Entries from a point annotation set
—————

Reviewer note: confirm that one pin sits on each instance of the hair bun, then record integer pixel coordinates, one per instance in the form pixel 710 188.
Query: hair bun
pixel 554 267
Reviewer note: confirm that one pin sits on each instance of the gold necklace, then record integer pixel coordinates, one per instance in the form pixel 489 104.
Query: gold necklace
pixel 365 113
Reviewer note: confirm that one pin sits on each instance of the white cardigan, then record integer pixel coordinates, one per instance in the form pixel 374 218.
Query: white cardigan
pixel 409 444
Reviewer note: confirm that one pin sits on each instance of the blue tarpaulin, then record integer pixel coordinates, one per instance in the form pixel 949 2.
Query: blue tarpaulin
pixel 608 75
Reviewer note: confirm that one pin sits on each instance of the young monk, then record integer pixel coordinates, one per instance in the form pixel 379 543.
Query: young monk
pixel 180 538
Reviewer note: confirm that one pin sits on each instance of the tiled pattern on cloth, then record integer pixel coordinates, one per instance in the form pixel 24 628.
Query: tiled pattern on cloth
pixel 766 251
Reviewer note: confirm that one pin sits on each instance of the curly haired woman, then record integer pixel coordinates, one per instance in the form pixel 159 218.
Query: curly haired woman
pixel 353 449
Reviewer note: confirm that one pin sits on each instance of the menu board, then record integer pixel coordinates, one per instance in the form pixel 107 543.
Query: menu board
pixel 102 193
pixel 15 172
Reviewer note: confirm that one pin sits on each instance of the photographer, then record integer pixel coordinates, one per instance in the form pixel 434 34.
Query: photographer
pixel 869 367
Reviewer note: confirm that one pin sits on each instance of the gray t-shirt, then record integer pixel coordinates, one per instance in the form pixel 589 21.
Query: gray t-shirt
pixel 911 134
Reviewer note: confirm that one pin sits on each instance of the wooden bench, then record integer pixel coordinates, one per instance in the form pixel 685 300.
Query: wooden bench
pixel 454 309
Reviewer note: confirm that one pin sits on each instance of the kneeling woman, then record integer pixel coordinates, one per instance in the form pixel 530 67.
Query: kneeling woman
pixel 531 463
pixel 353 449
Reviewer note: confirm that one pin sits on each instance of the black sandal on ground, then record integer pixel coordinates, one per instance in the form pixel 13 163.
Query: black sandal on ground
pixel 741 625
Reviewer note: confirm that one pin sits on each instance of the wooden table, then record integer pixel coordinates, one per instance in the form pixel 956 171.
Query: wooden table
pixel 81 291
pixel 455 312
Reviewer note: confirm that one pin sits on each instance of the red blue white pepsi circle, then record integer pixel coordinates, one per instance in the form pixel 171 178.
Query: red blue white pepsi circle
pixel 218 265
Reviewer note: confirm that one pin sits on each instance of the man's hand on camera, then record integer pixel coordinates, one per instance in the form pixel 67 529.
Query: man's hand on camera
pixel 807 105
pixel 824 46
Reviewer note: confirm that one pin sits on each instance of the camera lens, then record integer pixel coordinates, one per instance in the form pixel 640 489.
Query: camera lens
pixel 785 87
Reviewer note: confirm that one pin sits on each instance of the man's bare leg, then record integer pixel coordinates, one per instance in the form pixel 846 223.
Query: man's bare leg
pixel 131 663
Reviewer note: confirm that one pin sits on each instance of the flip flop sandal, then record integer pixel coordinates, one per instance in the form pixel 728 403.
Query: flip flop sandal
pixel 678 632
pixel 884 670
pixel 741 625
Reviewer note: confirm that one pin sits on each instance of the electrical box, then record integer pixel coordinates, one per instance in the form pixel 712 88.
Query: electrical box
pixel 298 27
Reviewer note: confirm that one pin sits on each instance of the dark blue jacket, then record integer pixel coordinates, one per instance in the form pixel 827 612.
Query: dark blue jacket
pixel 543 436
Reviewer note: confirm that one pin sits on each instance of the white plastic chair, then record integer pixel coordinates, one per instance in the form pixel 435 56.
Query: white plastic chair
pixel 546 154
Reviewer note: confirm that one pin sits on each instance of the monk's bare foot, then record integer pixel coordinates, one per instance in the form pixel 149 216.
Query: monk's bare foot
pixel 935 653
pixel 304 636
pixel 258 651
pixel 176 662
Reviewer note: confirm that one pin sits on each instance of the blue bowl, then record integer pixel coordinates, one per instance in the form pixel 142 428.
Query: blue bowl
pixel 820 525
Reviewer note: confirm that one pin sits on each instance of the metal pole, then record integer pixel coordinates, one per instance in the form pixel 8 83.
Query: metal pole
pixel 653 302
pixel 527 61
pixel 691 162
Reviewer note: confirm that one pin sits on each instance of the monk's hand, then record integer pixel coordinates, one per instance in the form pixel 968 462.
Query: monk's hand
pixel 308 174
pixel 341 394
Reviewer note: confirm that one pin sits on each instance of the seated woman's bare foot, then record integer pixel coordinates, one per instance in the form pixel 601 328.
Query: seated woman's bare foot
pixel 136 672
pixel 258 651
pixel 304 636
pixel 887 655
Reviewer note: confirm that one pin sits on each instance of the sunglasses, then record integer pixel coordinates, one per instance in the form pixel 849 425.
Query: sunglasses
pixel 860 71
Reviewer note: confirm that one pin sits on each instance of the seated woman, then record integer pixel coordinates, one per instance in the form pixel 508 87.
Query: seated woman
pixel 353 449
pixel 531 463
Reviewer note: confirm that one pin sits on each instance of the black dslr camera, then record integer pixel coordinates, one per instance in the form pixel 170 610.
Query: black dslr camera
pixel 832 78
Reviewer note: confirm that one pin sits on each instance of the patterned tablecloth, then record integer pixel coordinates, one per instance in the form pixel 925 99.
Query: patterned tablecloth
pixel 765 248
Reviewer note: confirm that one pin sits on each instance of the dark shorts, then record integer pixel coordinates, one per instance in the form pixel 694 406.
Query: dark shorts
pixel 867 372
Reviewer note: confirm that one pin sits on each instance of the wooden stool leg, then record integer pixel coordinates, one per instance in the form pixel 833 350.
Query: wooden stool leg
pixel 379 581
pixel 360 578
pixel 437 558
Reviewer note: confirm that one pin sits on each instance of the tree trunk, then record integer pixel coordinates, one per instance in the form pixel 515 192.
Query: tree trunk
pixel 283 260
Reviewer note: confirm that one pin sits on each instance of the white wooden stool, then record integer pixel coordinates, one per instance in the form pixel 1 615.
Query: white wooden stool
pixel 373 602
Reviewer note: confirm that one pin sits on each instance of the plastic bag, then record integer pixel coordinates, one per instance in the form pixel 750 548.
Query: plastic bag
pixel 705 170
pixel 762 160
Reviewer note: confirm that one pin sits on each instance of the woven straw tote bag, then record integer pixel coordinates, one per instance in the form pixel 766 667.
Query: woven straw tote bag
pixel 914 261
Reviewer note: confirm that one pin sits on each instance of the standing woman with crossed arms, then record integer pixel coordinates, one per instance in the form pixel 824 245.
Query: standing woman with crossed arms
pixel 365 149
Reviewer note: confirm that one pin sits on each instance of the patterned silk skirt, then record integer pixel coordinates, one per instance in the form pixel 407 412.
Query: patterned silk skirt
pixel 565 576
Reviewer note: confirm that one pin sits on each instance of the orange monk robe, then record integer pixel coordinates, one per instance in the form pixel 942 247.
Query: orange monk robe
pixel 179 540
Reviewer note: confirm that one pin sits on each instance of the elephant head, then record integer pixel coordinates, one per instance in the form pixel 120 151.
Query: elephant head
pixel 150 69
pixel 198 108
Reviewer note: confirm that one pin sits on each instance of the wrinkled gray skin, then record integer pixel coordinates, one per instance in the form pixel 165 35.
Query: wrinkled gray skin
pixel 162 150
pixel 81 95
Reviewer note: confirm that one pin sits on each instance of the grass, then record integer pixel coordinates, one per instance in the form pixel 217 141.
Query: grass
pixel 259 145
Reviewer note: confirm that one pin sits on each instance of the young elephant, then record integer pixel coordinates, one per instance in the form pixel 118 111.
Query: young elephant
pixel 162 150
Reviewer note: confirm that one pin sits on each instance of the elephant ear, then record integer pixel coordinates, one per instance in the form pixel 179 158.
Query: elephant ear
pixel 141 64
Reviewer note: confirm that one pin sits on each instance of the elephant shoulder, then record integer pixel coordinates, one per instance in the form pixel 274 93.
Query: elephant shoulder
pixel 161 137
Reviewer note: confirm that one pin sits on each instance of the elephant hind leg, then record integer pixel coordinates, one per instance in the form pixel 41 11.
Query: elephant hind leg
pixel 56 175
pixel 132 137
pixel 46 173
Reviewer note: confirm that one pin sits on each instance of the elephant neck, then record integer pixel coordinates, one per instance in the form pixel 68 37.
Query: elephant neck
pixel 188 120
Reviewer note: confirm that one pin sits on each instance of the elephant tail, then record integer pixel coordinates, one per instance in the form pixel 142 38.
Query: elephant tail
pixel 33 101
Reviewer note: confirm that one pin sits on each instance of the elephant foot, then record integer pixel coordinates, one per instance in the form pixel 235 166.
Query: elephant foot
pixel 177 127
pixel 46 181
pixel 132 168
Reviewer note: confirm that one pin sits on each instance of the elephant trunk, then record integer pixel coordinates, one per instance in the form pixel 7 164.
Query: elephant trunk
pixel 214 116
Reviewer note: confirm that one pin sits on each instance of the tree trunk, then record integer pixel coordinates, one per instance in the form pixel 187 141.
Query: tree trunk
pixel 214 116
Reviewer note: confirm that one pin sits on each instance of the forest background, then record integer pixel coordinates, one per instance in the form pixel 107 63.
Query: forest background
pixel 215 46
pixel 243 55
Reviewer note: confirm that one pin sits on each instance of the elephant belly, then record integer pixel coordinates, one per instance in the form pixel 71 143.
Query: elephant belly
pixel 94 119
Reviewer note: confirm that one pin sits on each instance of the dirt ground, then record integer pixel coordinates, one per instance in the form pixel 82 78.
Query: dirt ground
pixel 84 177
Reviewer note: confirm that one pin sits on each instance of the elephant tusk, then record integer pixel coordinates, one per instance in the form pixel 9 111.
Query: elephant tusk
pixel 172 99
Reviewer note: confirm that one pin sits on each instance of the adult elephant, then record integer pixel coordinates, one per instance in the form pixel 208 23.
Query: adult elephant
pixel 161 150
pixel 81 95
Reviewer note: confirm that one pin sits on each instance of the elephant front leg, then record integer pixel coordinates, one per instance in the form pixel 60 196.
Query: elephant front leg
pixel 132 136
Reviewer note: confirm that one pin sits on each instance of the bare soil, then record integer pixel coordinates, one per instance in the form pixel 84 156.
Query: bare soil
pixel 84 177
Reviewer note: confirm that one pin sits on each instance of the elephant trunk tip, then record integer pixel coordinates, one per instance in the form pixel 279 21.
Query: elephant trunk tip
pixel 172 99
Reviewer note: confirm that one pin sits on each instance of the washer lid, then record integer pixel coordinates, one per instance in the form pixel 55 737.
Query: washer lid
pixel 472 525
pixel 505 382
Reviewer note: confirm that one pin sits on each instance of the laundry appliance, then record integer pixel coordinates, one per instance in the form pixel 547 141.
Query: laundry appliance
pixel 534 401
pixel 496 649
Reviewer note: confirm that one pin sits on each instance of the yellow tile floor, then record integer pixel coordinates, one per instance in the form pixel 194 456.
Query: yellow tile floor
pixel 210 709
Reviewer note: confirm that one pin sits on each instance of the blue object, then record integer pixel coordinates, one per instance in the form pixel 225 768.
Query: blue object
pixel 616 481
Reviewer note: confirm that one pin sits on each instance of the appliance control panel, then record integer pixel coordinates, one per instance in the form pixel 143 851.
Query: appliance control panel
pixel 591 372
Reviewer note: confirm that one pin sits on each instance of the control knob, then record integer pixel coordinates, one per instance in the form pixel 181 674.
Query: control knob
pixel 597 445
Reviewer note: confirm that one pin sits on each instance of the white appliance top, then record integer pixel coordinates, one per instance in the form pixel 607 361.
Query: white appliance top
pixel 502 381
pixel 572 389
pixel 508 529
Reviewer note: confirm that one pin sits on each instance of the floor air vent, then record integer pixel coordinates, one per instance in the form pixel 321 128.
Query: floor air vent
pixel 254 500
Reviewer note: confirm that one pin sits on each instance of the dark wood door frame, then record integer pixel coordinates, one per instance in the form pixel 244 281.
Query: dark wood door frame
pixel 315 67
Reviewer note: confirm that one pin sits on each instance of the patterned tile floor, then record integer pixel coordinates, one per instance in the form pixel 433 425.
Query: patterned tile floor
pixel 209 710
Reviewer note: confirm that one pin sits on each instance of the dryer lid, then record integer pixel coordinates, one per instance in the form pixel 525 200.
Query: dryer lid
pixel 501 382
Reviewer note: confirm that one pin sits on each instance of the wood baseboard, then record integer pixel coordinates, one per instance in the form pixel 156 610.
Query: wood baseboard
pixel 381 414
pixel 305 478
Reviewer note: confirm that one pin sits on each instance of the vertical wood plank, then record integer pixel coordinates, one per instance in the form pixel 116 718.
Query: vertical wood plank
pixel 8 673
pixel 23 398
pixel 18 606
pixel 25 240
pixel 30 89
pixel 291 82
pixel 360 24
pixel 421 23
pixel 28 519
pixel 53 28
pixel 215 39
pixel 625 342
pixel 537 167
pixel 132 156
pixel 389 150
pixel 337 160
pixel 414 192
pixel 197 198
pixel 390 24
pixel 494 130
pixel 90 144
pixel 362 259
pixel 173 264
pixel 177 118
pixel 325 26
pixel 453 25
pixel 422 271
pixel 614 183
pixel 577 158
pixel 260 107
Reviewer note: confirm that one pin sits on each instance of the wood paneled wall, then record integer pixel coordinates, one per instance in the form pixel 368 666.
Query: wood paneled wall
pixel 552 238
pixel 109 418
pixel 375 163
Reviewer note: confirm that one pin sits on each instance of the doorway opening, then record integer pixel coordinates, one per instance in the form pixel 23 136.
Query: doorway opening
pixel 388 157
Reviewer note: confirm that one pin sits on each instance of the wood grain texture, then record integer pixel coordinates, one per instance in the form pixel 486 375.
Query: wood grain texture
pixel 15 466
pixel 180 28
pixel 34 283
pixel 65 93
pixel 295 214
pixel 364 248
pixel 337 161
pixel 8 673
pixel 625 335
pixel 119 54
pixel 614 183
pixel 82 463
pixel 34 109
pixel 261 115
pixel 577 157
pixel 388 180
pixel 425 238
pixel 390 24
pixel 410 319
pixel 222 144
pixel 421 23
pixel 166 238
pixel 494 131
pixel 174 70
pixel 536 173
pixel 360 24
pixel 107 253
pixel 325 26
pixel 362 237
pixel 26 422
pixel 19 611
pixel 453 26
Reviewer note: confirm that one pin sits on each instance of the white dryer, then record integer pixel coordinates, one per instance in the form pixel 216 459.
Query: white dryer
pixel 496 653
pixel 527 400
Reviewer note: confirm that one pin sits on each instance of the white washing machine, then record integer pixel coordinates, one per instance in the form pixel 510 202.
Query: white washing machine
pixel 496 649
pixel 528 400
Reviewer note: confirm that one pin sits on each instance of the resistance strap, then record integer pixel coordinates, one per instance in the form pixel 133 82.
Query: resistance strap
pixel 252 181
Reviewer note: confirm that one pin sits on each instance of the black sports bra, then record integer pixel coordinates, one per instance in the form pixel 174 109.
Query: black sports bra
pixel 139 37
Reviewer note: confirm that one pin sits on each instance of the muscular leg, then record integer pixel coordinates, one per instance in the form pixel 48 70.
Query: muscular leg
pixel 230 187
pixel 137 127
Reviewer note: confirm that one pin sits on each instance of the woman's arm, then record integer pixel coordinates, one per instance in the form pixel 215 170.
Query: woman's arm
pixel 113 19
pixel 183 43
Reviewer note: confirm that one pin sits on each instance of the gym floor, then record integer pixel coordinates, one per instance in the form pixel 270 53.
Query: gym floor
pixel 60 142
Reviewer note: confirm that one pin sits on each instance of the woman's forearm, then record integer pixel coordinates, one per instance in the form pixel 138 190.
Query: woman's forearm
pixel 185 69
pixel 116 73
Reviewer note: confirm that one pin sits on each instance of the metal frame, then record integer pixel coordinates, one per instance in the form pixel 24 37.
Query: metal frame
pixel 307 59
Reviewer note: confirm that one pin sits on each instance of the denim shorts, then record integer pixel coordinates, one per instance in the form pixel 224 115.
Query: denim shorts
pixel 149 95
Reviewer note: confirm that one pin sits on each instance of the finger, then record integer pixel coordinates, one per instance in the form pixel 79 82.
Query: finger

—————

Do this →
Begin at the line that has "pixel 208 23." and stop after the line that has "pixel 616 481". Rewrite only those lines of data, swapping every "elephant" for "rhinoceros" and leaving everything else unchanged.

Final answer →
Reviewer note: confirm that one pin sits on each instance of the adult rhinoceros, then record integer pixel coordinates, one per instance in the form pixel 208 23.
Query: adult rhinoceros
pixel 161 150
pixel 81 95
Reviewer note: confirm that one pin sits on each instance of the rhinoceros front leg, then record integer pixel coordinates, one per instance in the form pixel 60 196.
Query: rhinoceros front leg
pixel 132 136
Reviewer note: confirm that one pin sits on each instance of the bare soil, then record integer pixel coordinates, one per instance in the form pixel 84 156.
Query: bare soil
pixel 84 177
Reviewer note: confirm that one pin sits on each instance of the rhinoceros trunk tip, then record integer pixel coordinates, one per instance in the form pixel 279 21.
Query: rhinoceros trunk tip
pixel 172 99
Reviewer note: confirm that one pin sits on each instance of the washer lid, then record integer pixel coordinates, one per instance in the form pixel 55 737.
Query: washer lid
pixel 472 525
pixel 505 382
Reviewer note: confirm that one pin sits on each instance of the laundry appliance, then record integer pixel coordinates, one per instance in the form pixel 547 141.
Query: laundry appliance
pixel 534 401
pixel 496 649
Reviewer note: confirm that one pin sits on each instance of the yellow tile floor, then record integer pixel coordinates, one per instance in the form pixel 194 456.
Query: yellow tile floor
pixel 210 709
Reviewer note: confirm that one pin sits on each instance of the blue object, then record integer pixel coordinates, one per instance in the form pixel 225 768.
Query: blue object
pixel 616 481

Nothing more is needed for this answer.